_REQUIREMENT_: In the forum thread about the Autosleeper rear window, what price did EECO ask for a replacement?

_DOCUMENT EXCERPT_:
******************************

# Autosleeper rear window



## Haining (Aug 15, 2012)

Hi. I'm new to this forum and am looking for a rear window which opens, for an Autosleeper Clubman GL.My current window was broken when I reversed into a tree an my bike handlebars went through it.
Can anyone help.
Thanks.
David


----------



## Zebedee (Oct 3, 2007)

Hi David

Welcome to the forum.

Have you tried the obvious - Autosleepers Service Centre? They are very accommodating.

http://www.auto-sleepers.co.uk/customer-service/servicing/

That's probably the best place to start as they may use a non-standard window.

Dave


----------



## Haining (Aug 15, 2012)

Thanks Dave.

I have tried Autosleeper but the only one they now do is a non-opening one, and I would like to replace it if possible,with an original one which opens.

David


----------



## philoaks (Sep 2, 2008)

Any help? http://www.eeco-ltd.com/

I haven't used them but have seen them recommended on this forum in the past.

Phil


----------



## Haining (Aug 15, 2012)

Thanks Phil,

I have been in touch with EECO who want £250 for areplacement . Seems a bit steep to me.

Regards

David


----------



## Haining (Aug 15, 2012)

*Romahome*

New topic here!!

******************************

Pointing dataset excerpts
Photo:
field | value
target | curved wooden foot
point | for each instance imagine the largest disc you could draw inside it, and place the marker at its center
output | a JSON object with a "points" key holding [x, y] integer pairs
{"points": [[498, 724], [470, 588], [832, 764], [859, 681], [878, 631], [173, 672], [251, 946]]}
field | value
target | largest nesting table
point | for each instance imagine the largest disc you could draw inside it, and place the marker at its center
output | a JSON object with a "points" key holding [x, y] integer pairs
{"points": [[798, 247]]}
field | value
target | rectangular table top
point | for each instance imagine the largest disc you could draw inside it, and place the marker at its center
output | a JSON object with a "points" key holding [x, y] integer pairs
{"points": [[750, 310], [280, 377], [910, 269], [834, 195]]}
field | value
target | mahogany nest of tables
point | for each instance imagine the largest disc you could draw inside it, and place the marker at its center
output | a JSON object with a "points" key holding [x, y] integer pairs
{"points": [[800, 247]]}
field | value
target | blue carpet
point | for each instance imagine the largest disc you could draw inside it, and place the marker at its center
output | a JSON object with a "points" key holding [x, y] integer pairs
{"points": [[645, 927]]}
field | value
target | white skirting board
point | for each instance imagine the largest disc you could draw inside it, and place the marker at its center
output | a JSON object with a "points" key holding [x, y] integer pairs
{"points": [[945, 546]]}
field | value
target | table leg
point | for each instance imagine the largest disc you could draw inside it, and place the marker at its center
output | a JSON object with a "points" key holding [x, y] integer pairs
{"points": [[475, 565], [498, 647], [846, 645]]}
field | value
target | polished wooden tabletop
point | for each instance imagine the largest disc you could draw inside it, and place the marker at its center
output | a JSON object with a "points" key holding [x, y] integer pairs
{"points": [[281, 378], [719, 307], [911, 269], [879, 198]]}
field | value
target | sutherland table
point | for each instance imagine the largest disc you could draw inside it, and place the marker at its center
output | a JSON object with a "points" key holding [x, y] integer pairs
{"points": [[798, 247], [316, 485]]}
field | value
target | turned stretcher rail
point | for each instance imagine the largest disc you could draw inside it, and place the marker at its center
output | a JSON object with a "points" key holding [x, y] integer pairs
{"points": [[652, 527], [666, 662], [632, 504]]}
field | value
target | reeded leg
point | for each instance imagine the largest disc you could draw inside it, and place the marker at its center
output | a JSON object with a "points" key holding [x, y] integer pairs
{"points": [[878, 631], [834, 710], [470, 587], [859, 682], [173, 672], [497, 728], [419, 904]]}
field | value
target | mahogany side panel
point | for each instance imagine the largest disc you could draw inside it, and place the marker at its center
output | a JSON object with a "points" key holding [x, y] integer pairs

******************************

_RESPONSE FOR THIS EXERCISE_: £250